That in itself should highlight something: Western materialism is a total anomaly in human history. Our dogmatic literalism in communication, in pursuit of precision that seems missing from everything before us, serves to ensure we will never understand what men did in the past. We’ll stare at the ruins of grand marvels of achievement and never understand how or why such things were done. It’s not simply that those civilizations left us nothing else of their passage through human space. It’s that our civilization has no idea how to think or see by comparison.
Every time we’ve been able to discover anything at all pointing to an intellectual content, we are shown how all other civilizations have shared something we lack. So far as we can tell, only the West lacks mysticism. Even where it appears in Western literature, it is not at all the same thing. We are so utterly bone-headed about it, we think it’s just a higher intellectual pursuit that tends to come out like gibberish, and lots of irrational nonsense. Funny how all Western mysticism seems just that and seems to revel in it. Yet every previous civilization held mysticism in a much higher regard as essential to understanding the universe, and all those other kinds of mysticism were nothing like ours. It is we who lump their gold in with our dirt. In our mythology, everything that isn’t concrete falls into the slough of suspicion.
In Western mythology, it’s not possible for serious thinking and knowing to include sources outside sensory data and reason. All external inputs are lumped together as unreason and sentiment. Western reason dismisses the existence of anything higher than the intellect. And that’s why the West cannot hope to last much longer, and will never accomplish anything that leaves constructive marks that future civilizations will wonder over. Whatever it is that might be possible in our universe cannot be perceived with mere senses and logic. It requires learning how to read the stars, as it were, without the hokum.

▶ Data section:
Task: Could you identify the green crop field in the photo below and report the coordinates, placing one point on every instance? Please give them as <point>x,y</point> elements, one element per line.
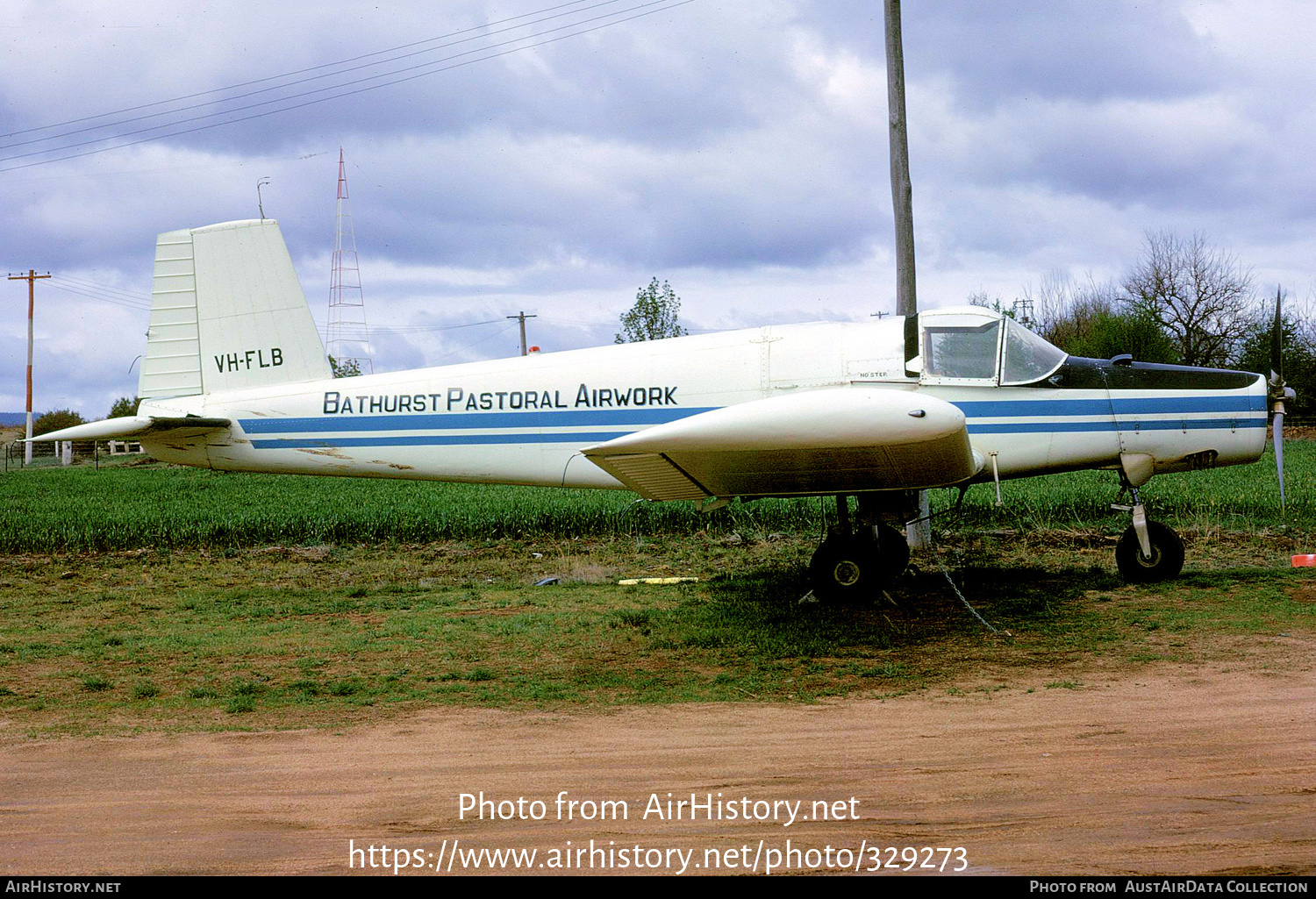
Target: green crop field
<point>175,598</point>
<point>131,507</point>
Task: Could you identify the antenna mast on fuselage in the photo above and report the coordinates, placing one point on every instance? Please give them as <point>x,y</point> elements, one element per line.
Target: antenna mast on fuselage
<point>347,337</point>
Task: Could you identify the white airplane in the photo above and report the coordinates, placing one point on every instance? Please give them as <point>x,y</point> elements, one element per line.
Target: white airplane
<point>236,378</point>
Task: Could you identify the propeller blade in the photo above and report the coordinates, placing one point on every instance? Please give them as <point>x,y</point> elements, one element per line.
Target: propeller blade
<point>1279,454</point>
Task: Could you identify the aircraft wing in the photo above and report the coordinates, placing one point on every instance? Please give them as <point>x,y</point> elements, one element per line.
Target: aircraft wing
<point>828,441</point>
<point>137,426</point>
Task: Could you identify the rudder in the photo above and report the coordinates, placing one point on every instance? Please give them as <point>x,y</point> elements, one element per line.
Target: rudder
<point>228,313</point>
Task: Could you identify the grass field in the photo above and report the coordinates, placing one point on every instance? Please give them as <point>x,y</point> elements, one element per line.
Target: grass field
<point>129,507</point>
<point>181,599</point>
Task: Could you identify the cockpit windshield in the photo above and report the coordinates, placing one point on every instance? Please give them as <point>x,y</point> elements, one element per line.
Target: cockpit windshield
<point>1028,357</point>
<point>960,352</point>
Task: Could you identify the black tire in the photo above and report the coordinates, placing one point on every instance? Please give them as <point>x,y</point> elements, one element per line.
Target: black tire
<point>850,569</point>
<point>1166,560</point>
<point>895,553</point>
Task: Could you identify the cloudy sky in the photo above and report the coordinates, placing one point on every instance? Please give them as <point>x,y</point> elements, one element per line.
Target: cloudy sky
<point>553,157</point>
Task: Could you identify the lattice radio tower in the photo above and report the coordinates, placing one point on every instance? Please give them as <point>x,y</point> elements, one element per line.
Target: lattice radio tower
<point>347,337</point>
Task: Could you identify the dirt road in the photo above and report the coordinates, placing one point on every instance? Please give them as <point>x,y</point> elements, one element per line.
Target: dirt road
<point>1177,770</point>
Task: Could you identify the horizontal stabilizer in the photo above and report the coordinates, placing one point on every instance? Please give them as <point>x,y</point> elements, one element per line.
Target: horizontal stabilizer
<point>137,425</point>
<point>826,441</point>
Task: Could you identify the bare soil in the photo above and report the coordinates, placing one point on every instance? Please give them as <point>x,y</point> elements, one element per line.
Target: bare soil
<point>1203,769</point>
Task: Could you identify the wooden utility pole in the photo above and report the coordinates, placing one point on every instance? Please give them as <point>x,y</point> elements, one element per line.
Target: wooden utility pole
<point>32,276</point>
<point>902,189</point>
<point>919,535</point>
<point>523,318</point>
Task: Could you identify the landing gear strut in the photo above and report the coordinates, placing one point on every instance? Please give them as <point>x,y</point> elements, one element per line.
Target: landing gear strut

▶ Directions:
In the passage on Western materialism, what is the one thing the West alone is said to lack?

▶ Written reply:
Mysticism.